--- Data shown ---
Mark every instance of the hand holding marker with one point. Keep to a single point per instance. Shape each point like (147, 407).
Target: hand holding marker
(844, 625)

...

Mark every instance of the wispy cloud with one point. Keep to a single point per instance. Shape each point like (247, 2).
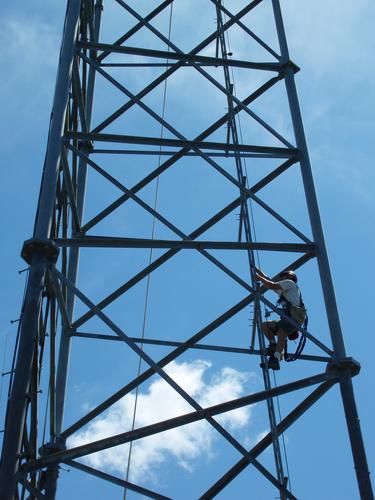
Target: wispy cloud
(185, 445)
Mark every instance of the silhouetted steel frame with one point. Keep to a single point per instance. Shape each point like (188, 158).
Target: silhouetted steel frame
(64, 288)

--- Work item ---
Total up the lines in the listing above that include "Shape". Give the number by itself.

--- Task output ---
3